### Exercise brief
Report each line of the records below that contains the string "blue". Matching is case-sensitive.

### Available records
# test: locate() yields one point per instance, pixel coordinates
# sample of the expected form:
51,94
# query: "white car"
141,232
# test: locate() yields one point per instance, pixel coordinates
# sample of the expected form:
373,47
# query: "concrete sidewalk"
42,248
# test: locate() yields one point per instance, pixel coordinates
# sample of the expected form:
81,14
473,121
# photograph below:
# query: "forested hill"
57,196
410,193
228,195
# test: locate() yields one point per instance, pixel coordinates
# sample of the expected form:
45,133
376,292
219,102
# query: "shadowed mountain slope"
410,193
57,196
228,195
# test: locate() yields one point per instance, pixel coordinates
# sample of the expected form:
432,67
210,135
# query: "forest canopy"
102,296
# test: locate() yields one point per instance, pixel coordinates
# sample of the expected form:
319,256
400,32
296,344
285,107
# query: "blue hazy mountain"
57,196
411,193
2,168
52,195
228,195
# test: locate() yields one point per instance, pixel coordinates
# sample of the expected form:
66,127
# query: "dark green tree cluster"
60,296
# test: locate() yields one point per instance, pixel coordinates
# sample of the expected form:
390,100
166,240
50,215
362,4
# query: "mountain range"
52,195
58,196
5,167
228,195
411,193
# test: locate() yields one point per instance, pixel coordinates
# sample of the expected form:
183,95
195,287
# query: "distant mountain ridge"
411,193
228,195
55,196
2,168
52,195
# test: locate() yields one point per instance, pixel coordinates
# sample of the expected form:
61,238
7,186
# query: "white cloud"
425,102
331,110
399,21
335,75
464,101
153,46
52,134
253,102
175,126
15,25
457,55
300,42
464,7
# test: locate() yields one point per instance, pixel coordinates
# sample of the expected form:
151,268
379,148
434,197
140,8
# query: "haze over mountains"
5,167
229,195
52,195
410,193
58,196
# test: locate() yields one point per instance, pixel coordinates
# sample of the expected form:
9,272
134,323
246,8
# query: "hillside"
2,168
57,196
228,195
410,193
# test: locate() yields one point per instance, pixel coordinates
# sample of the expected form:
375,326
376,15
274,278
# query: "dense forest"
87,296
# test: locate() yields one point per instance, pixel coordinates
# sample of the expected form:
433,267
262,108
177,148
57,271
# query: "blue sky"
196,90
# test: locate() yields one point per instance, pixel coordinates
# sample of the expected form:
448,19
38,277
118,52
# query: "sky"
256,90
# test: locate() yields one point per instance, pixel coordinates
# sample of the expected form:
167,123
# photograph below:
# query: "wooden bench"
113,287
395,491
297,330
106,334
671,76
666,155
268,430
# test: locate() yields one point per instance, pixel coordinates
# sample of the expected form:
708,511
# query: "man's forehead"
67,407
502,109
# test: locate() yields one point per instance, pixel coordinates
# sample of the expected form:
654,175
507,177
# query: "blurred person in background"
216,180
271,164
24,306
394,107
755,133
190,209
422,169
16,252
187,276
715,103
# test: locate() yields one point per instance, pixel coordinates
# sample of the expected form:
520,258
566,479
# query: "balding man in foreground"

### Written response
# query: "blue hazy mountain"
# query: "blue sky"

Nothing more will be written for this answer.